* begin Source text *

Group: Side: Context: Played together in season: Min poss together: Search:

Player A: Player B:

▶Possession Value: possession-context prefix transformer (2024-25). Positive = player beat league-average expectation on the possessions they finished (shot, missed, or turned over).

A per-possession expected-reward model (transformer over event-prefix sequences) predicts how many points a possession will yield given the setup events. The actual-vs-predicted residual is attributed to the possession's shot-taker (or turnover-er), with rebounds passing credit through to the shooter of the preceding shot so misses count against the player who took them, and and-one free throws roll into the shot they came from. Positive Poss Luck = player hit shots / avoided turnovers better than the model predicted given the possession context. Distinct from xFG shot-making (which only sees location); this uses the full event sequence, so hard shots (contested pull-ups, late-clock isolations, drives against elite defenders) get their proper difficulty. Currently trained on 2024-25 only; multi-year retrain queued.

Min possessions: Search:

▶

About HoopQ

HoopQ is an independent NBA analytics site focused on deep-RL player impact, matchup-aware neural presence, per-game skill trajectories, and lineup chemistry. Every metric on the site is built possession-by-possession from NBA play-by-play covering the 2000-01 through 2025-26 regular seasons: 5.49M possessions across 30,815 games.

The rest of this page is a glossary. Each entry explains one metric on the site: what it is, how it's computed, how to read it, and where it falls short. Use the search box to filter, or the Expand all / Collapse all buttons.

Not affiliated with the NBA. Independent hobby project. Data is derived from public play-by-play feeds. Contact: hoopqhq@gmail.com.

▶

Multi-season RAPM (2000-2026)

What it is. Regularized Adjusted Plus-Minus, the standard "all-in-one" basketball impact metric. Each player gets two coefficients: an offensive rating (points contributed per 100 possessions when they're on offense) and a defensive rating (points conceded per 100 possessions when they're on defense, where more negative is better). Total RAPM = ORAPM − DRAPM.

How it's computed. For every NBA possession from 2000-01 through 2025-26 (5.49M possessions across 30,815 games), we record the 5-on-5 lineup and the points scored. A sparse linear regression then solves for each player's marginal contribution while controlling for who they shared the floor with. We use a Bayesian prior built from each player's box-score profile (per-100 stats: points, assists, turnovers, rebounds, steals, blocks, etc.) so that low-minute players shrink toward what their box stats predict rather than toward zero. Ridge regularization strength (λ) was chosen by 3-fold cross-validation on held-out possessions.

Strengths. Captures impact you can't see in the box score: screens, spacing, defensive positioning. Multi-season pooling reduces single-season noise by ~10× (the GOAT-era list is dominated by Jokić, LeBron, Embiid, Chris Paul, Curry, Giannis, Kawhi, Garnett, Luka, Nash, consensus-correct).

* end Source text *
* begin Data lines *

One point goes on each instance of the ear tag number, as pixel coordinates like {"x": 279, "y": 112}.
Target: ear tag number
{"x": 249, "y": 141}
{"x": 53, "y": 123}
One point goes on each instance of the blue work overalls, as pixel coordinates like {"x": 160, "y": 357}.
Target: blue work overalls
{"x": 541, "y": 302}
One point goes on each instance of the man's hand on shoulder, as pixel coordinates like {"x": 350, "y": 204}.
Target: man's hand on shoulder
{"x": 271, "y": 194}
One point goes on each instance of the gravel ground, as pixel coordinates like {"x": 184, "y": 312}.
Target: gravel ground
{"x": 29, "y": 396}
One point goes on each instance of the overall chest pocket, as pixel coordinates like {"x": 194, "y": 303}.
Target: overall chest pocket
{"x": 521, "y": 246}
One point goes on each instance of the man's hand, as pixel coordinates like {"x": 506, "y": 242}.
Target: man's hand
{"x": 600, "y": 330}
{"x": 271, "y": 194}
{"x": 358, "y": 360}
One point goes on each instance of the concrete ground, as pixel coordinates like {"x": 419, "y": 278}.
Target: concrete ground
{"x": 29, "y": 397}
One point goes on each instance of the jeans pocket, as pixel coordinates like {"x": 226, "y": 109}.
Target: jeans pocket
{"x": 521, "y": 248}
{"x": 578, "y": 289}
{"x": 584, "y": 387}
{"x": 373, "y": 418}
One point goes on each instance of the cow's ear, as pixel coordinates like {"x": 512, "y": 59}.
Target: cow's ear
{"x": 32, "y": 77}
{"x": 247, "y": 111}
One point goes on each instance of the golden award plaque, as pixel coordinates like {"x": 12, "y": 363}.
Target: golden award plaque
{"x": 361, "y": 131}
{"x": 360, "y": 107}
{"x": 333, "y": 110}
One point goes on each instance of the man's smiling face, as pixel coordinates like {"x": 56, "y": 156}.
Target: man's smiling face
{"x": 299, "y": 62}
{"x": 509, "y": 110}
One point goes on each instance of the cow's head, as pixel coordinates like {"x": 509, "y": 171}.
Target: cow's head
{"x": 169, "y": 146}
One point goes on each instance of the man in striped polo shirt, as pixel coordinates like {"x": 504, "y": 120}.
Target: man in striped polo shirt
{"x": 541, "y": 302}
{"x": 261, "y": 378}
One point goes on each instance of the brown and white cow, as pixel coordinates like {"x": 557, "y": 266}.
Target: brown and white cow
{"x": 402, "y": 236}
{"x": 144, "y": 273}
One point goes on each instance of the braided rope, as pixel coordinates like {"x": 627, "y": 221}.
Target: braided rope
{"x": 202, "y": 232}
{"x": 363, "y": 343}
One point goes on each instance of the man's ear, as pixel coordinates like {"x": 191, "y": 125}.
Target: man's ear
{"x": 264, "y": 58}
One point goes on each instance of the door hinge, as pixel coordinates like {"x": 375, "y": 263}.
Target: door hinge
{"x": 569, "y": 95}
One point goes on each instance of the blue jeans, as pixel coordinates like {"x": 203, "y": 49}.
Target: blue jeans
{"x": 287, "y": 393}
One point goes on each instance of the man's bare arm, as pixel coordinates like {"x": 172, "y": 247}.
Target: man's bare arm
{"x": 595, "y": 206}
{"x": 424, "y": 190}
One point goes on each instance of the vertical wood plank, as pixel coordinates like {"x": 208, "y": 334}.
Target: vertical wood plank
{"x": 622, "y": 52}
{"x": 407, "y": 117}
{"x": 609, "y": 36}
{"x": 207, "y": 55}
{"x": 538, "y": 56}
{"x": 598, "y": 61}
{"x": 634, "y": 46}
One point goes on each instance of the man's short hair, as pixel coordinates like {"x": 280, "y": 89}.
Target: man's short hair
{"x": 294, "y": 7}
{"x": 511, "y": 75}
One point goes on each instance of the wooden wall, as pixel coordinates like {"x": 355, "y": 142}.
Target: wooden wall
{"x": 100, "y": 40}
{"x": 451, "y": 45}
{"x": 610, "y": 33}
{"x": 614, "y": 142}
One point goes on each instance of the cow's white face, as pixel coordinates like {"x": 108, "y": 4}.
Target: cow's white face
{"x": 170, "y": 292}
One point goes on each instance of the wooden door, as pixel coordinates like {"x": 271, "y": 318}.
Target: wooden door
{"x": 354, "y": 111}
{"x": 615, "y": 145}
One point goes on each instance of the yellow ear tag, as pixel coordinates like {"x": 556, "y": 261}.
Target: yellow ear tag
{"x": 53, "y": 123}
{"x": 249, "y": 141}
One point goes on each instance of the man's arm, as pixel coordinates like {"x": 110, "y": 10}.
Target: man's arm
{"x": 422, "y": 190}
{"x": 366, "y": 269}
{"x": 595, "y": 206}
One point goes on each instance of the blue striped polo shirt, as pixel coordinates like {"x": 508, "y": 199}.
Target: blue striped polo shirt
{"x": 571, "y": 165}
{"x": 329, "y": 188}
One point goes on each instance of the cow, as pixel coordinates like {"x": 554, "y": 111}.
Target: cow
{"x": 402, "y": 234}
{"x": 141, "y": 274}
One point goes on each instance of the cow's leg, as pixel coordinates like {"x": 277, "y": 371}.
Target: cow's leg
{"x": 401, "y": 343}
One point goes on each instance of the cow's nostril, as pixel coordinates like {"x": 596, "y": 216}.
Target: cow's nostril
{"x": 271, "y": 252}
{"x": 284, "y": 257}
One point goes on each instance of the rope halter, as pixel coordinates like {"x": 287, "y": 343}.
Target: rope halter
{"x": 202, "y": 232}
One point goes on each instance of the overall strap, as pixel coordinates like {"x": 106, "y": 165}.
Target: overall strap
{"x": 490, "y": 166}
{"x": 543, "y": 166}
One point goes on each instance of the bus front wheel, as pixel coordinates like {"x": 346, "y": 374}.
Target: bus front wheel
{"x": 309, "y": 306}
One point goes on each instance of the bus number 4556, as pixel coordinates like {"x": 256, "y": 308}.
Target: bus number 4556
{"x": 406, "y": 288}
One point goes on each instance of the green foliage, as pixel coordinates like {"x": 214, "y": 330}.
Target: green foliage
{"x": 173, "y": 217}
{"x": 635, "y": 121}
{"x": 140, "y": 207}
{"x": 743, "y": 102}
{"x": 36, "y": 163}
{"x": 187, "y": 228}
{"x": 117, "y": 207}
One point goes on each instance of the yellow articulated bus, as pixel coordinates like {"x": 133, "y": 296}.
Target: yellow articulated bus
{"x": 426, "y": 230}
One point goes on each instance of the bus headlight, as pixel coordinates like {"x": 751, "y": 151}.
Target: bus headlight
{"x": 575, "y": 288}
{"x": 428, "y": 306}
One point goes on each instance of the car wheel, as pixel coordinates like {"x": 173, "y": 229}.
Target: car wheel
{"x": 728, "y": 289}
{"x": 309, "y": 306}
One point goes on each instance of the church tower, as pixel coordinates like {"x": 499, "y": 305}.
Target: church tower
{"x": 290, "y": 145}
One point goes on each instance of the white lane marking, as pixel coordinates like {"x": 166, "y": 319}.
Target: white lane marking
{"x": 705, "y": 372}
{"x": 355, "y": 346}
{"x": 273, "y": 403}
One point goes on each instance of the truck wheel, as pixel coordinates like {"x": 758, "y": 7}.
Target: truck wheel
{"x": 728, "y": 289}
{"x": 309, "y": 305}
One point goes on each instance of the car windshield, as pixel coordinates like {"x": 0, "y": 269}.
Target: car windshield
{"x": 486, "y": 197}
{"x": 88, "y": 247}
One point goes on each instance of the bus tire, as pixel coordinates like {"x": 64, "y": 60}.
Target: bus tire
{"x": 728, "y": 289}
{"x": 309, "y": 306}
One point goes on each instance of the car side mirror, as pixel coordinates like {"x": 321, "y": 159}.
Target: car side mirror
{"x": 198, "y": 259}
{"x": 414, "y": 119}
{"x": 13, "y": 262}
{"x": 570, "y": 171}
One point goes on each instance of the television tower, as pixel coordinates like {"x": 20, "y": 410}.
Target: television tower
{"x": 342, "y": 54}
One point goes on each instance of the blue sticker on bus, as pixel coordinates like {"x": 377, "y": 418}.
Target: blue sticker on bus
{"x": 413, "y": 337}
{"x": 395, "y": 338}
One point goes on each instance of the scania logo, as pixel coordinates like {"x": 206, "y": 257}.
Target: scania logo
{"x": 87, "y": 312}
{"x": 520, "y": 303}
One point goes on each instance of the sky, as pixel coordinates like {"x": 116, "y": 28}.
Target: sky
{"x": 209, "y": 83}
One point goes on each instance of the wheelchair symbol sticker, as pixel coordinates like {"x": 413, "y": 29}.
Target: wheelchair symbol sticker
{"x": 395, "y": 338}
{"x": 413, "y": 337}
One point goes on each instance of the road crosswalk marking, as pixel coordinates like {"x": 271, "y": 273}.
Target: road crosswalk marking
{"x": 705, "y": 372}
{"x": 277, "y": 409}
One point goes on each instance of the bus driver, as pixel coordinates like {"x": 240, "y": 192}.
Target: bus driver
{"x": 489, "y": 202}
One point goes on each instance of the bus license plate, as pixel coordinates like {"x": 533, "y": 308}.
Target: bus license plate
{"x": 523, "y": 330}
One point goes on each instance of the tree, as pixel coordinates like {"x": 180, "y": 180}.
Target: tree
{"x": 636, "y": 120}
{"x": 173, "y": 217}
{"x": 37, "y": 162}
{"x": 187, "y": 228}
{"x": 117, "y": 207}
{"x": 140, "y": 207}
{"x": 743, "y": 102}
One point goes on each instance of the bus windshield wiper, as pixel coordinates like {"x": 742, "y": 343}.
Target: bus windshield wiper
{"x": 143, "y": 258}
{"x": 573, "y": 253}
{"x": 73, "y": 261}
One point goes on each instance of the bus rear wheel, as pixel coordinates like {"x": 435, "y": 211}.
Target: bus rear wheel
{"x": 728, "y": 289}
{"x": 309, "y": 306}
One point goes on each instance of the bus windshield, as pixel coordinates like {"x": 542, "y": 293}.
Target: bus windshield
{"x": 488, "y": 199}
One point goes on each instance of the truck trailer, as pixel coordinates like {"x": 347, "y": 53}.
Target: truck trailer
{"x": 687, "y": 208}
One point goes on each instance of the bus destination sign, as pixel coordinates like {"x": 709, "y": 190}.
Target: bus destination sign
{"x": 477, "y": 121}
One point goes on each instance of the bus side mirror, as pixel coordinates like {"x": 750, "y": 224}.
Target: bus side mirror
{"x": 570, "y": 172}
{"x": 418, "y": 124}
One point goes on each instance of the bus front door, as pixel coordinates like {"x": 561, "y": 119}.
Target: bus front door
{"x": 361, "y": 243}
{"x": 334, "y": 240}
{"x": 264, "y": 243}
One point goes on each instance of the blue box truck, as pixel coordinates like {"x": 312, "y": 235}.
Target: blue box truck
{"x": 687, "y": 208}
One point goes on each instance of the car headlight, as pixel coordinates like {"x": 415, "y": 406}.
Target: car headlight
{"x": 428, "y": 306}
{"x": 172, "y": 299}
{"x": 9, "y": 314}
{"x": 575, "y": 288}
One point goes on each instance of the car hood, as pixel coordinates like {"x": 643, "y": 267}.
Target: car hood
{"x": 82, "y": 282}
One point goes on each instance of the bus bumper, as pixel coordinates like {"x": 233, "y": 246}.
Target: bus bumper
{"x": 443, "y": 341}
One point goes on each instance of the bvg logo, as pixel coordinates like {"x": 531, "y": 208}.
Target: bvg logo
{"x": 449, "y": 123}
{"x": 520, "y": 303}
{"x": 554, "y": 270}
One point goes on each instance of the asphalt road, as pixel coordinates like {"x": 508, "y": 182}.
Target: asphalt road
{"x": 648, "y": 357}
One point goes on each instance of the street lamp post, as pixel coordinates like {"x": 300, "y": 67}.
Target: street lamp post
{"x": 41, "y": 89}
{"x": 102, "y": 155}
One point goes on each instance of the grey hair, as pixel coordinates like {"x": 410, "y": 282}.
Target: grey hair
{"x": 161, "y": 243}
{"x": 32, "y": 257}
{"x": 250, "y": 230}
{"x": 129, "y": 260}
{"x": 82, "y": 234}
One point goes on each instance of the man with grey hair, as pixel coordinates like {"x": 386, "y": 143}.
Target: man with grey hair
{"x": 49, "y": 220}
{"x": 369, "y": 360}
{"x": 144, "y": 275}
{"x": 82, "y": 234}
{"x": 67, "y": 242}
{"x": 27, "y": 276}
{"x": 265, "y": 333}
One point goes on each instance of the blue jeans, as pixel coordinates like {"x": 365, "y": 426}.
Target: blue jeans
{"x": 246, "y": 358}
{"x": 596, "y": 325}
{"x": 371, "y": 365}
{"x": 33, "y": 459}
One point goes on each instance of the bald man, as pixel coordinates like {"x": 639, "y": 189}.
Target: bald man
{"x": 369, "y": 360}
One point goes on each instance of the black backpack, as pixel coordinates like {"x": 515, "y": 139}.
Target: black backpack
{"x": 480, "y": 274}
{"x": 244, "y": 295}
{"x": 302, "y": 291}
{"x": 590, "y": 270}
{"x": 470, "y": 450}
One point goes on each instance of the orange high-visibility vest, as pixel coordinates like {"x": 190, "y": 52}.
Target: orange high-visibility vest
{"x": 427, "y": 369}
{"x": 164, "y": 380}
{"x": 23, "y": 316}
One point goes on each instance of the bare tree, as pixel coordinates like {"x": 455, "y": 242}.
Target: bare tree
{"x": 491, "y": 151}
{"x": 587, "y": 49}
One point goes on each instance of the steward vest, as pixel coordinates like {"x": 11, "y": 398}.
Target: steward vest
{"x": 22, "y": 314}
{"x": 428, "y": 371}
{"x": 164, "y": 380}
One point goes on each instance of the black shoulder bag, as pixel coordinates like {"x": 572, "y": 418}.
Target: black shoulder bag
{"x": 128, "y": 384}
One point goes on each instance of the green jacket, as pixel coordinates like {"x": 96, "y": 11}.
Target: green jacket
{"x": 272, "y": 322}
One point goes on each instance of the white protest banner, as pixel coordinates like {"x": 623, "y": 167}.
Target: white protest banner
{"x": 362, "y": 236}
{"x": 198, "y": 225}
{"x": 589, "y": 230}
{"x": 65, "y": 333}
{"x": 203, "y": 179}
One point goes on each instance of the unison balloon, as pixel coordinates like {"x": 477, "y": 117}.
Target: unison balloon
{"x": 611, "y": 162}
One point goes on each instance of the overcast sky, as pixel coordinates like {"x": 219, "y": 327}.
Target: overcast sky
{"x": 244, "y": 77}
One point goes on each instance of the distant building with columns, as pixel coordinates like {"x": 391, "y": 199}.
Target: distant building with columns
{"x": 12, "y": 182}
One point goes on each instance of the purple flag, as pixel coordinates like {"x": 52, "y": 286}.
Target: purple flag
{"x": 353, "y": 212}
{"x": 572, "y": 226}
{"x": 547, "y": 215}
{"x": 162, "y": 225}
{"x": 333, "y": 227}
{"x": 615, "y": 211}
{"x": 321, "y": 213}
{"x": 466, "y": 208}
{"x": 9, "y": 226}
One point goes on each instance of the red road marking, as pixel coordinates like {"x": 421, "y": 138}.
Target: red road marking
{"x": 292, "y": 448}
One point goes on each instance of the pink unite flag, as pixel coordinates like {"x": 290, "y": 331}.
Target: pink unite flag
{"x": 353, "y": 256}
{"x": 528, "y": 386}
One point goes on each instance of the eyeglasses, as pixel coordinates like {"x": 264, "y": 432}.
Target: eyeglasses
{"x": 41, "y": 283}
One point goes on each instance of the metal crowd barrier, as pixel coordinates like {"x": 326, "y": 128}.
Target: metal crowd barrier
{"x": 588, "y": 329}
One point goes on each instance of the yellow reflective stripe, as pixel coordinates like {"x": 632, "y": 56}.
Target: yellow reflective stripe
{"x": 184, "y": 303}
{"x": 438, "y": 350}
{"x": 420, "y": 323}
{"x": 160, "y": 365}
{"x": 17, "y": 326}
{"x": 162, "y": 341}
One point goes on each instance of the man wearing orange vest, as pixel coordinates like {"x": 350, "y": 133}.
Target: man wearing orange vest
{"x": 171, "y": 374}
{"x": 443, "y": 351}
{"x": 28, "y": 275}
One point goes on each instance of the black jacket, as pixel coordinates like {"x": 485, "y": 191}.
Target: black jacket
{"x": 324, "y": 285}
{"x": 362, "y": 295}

* end Data lines *

» The exercise
Duplicate the part of the basketball analytics page above that begins with the words "About HoopQ" and ends with "Multi-season RAPM (2000-2026)".

» In response
About HoopQ

HoopQ is an independent NBA analytics site focused on deep-RL player impact, matchup-aware neural presence, per-game skill trajectories, and lineup chemistry. Every metric on the site is built possession-by-possession from NBA play-by-play covering the 2000-01 through 2025-26 regular seasons: 5.49M possessions across 30,815 games.

The rest of this page is a glossary. Each entry explains one metric on the site: what it is, how it's computed, how to read it, and where it falls short. Use the search box to filter, or the Expand all / Collapse all buttons.

Not affiliated with the NBA. Independent hobby project. Data is derived from public play-by-play feeds. Contact: hoopqhq@gmail.com.

▶

Multi-season RAPM (2000-2026)